Records

※

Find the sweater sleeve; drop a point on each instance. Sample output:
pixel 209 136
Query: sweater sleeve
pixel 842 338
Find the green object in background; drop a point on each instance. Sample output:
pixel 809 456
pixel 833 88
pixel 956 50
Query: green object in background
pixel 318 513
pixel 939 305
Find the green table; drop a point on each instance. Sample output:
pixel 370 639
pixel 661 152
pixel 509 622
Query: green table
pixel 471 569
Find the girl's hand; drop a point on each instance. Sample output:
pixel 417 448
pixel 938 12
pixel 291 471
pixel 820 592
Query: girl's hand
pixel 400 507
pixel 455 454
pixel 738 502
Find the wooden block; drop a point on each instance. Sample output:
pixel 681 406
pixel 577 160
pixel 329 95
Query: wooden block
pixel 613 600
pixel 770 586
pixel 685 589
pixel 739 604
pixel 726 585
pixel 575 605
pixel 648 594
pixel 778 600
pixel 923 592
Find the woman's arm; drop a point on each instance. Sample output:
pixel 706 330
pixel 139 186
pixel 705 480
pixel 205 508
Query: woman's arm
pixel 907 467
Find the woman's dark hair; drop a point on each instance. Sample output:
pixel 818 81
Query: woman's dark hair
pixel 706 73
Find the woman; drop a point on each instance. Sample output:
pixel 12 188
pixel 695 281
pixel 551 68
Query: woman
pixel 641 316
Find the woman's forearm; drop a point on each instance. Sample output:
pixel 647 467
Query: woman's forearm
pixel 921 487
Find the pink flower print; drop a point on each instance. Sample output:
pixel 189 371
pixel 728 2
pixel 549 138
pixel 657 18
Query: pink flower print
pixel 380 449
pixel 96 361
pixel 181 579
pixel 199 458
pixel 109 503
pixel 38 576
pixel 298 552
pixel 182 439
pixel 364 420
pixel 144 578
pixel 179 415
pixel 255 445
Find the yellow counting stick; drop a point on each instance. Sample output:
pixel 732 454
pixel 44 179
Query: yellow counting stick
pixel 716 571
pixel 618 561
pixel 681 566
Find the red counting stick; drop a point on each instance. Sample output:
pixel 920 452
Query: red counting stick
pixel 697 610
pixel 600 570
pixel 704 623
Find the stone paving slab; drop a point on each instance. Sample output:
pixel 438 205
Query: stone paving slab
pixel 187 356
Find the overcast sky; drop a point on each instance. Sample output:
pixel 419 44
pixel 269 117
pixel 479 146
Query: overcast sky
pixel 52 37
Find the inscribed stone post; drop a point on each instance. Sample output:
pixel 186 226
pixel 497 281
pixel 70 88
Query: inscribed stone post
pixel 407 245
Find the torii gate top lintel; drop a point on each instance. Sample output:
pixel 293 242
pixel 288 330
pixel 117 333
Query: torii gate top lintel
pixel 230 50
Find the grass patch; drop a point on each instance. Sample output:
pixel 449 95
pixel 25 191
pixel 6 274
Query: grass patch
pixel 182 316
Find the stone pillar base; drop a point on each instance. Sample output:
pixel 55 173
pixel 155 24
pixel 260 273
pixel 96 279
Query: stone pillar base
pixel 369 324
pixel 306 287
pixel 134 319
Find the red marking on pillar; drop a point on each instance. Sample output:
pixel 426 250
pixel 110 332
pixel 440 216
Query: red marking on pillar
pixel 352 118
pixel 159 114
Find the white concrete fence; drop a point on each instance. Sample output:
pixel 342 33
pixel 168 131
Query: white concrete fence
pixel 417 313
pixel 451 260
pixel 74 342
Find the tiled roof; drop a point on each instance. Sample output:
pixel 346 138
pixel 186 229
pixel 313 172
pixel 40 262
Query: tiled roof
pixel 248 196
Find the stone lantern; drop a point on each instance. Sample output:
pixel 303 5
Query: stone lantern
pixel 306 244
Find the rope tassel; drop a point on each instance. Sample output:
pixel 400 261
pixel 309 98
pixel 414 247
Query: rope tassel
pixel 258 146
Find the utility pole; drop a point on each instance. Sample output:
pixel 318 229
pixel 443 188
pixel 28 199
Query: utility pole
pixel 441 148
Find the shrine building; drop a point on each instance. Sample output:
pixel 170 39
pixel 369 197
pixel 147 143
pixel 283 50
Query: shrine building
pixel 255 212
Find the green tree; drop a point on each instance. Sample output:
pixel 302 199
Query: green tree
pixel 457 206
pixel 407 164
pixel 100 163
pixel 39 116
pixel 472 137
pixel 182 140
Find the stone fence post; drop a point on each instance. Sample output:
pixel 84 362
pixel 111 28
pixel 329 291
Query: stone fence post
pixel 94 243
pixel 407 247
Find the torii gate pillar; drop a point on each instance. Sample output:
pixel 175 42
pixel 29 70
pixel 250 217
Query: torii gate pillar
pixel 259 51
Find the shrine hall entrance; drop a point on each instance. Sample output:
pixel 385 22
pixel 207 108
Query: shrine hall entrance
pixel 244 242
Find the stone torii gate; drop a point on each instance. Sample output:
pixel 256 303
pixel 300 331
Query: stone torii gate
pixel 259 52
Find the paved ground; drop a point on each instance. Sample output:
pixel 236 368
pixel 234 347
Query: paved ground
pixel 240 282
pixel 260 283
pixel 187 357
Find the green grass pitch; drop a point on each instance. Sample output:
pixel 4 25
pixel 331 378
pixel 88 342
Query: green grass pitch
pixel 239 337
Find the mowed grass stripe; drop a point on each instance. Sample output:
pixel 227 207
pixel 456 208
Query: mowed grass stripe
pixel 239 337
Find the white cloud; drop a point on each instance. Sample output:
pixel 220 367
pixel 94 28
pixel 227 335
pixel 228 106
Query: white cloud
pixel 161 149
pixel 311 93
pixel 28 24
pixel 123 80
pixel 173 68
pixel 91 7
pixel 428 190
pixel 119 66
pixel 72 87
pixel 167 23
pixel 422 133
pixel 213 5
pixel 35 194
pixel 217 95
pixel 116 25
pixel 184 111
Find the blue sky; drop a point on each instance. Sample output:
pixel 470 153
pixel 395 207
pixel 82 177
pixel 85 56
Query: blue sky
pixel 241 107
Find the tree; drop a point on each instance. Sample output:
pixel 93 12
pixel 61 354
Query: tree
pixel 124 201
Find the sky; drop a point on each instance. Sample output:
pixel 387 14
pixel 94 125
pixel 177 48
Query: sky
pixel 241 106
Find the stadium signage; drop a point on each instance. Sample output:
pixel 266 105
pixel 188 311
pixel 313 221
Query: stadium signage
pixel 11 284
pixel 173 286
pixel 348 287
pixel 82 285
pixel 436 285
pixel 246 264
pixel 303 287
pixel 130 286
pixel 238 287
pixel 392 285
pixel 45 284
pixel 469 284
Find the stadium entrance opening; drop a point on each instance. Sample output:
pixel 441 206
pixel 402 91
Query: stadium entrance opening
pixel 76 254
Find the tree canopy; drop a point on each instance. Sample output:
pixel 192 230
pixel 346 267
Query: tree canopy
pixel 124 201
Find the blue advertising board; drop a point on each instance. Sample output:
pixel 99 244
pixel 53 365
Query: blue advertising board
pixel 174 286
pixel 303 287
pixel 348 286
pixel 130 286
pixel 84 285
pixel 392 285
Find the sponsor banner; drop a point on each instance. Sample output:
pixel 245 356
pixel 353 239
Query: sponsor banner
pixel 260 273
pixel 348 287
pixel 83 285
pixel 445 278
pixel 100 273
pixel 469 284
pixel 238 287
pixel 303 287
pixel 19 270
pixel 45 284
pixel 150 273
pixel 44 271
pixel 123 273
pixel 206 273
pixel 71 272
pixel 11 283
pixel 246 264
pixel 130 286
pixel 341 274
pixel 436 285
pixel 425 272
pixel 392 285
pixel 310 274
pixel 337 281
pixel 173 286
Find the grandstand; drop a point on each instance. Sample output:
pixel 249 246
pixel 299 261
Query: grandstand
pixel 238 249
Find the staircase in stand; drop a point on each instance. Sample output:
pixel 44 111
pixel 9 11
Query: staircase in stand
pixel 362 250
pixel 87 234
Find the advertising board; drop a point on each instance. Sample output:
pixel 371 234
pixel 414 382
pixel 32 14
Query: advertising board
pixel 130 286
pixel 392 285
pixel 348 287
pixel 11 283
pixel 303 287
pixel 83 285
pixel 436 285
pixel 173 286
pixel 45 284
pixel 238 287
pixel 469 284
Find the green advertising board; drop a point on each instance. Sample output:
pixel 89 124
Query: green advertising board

※

Convert the records above, from their first line through the line with "pixel 738 502", into a JSON list of strings with one string per line and blank lines left out.

### Correct answer
[
  "Find the sweater sleeve; drop a point on each instance. Sample output:",
  "pixel 209 136",
  "Query: sweater sleeve",
  "pixel 842 338",
  "Find the green object in background; drop a point on each instance. Sample output:",
  "pixel 809 456",
  "pixel 833 88",
  "pixel 956 50",
  "Query: green object in background",
  "pixel 318 513",
  "pixel 939 305",
  "Find the green table; drop a point on each instance. Sample output:",
  "pixel 370 639",
  "pixel 661 152",
  "pixel 509 622",
  "Query: green table",
  "pixel 471 569",
  "Find the girl's hand; drop a point on each instance. Sample output:",
  "pixel 417 448",
  "pixel 938 12",
  "pixel 291 471",
  "pixel 820 592",
  "Query: girl's hand",
  "pixel 400 507",
  "pixel 455 454",
  "pixel 738 502"
]